AIM: Carry on the literary top-ten book list below from the point where it stops.

Pulp.net - Shaun Levin

The Online Home of New Fiction

November 2008
My Literary Top 10 Shaun Levin

Top 10
The Book that Saved Me from Madness: Plato's Symposium
The last time I was in love in a way that I thought would kill me, I carried The Symposium around with me everywhere. I wanted a world where all that mattered was love and the attempt to make sense of it. I also needed the drama and comedy to elevate my own words. My boyfriend was a cynic; Plato was my ally in the face of that.
The Book that Makes me Cringe:
Andrew Holleran's The Beauty of Men
A cautionary tale about what will happen if you leave the city without a boyfriend, move to the sticks, and become obsessed with a gorgeous man. And all this with your mother dying in the background. The relentlessness of Holleran's prose and observations frightens and inspires me. Whenever I want to take emotional short cuts I think of The Beauty of Men and don't.

ROWS:

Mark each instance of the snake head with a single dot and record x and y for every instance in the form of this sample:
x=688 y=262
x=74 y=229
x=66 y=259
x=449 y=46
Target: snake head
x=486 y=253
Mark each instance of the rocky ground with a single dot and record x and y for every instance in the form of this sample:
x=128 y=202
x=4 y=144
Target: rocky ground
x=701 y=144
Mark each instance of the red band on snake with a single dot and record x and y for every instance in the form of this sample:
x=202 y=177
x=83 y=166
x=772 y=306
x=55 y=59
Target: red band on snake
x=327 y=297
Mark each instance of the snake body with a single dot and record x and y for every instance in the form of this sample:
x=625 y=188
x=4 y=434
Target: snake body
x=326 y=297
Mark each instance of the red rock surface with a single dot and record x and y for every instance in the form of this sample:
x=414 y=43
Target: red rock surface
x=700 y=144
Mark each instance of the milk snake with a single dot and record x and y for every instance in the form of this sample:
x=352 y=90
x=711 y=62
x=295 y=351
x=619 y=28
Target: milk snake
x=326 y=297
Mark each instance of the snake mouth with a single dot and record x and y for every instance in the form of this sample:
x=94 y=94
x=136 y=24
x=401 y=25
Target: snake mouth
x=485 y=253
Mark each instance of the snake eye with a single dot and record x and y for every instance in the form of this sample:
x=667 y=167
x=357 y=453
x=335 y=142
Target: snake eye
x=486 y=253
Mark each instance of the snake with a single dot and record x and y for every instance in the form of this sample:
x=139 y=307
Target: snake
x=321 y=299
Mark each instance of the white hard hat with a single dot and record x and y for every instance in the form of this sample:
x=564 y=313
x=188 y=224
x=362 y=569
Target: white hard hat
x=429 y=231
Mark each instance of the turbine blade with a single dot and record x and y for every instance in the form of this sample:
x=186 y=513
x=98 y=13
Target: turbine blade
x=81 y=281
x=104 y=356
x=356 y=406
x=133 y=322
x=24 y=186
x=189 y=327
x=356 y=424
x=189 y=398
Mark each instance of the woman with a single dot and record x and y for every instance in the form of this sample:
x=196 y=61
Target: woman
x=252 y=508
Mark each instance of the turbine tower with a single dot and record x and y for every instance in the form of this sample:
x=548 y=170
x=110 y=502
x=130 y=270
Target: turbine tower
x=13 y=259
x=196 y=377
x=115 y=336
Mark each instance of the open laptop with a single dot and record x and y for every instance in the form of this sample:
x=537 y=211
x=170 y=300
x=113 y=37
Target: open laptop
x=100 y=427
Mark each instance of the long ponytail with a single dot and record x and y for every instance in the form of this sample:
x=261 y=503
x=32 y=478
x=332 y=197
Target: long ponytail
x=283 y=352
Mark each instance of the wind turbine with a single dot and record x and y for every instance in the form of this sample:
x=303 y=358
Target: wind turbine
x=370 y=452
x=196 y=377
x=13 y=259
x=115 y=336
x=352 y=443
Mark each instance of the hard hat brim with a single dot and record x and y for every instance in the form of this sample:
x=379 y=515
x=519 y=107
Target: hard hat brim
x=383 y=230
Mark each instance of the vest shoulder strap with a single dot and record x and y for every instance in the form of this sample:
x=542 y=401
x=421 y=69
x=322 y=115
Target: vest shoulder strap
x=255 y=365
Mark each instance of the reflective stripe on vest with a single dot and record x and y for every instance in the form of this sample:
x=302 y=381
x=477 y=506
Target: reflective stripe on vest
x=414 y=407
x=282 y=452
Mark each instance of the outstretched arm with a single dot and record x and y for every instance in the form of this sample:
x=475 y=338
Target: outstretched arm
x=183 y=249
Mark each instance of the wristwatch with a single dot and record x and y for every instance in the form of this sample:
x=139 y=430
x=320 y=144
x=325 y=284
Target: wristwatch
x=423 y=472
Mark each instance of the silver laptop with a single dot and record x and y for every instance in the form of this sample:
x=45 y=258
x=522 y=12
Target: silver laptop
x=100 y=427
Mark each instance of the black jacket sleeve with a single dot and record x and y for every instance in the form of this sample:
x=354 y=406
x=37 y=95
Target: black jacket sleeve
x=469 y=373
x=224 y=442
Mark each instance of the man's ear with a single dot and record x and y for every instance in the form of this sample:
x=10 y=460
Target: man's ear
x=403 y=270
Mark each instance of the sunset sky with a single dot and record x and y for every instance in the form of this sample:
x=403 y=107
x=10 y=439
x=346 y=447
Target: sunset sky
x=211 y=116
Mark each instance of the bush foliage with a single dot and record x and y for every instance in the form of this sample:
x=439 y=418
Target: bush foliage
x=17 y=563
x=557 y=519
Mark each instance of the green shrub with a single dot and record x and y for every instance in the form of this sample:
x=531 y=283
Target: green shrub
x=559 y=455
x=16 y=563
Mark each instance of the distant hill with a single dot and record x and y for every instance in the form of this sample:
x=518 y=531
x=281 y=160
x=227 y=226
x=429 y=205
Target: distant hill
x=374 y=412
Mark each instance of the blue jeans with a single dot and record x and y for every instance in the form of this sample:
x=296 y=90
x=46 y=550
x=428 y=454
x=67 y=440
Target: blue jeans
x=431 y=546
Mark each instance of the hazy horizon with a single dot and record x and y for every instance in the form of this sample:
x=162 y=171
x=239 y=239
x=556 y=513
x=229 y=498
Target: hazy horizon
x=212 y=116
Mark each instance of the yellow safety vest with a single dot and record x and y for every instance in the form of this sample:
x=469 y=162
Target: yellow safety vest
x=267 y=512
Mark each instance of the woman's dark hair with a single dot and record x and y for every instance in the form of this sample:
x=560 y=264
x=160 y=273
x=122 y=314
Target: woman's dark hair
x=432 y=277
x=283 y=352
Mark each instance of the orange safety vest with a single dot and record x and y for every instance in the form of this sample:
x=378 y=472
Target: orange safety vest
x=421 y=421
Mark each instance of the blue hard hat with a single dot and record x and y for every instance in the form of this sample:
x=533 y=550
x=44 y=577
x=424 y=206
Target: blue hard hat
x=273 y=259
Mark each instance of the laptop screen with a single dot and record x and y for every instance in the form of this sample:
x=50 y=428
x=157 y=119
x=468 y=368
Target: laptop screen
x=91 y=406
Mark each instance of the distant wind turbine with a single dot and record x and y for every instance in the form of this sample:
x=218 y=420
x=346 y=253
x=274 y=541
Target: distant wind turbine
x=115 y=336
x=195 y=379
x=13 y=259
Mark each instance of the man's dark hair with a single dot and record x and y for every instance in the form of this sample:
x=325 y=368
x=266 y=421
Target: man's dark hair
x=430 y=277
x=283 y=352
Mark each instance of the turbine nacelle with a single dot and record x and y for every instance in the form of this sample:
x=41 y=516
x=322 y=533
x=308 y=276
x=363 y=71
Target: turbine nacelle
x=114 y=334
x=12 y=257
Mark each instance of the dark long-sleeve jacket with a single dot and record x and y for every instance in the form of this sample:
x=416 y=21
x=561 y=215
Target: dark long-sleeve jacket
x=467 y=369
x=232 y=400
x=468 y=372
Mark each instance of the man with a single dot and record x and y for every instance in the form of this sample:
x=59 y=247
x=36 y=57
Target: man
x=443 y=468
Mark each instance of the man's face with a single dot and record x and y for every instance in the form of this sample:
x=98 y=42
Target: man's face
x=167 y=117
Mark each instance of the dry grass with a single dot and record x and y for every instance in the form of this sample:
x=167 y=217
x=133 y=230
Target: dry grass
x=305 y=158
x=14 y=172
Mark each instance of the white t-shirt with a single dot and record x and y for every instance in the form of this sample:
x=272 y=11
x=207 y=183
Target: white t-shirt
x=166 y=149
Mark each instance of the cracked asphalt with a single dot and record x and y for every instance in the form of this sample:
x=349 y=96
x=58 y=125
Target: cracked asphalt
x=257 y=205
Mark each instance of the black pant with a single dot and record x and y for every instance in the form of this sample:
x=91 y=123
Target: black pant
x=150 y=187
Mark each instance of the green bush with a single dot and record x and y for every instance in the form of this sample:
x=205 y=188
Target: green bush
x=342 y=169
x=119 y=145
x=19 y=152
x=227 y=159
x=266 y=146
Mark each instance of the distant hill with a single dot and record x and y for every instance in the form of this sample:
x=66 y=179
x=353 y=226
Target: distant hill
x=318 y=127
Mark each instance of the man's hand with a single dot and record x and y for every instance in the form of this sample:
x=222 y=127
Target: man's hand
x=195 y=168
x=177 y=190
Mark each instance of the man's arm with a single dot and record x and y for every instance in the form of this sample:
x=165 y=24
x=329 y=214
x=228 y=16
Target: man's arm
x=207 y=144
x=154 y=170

ANSWER TO THIS TASK:
The Book that Keeps me Hard:
Flesh and the Word 3, ed. John Preston
Preston is the greatest porn-writer intellectual; his I Once Had a Master is a classic. My favourite story in this collection is Deke Phelps' The Man I Made: A Bodybuilding Memoir. Even lines like 'Oh yeh, honey, grab your man's muscle and feel my power' don’t turn me off. You have to be there to really appreciate it.
The Book that Made me Cry the Most
Michael Arditti's Pagan and Her Parents
I didn't know it was possible to sob for 50 pages until I read this and found myself snivelling through the last quarter of the book. It's about time someone made a movie out of Pagan, but then maybe there are too many happy homosexuals in it.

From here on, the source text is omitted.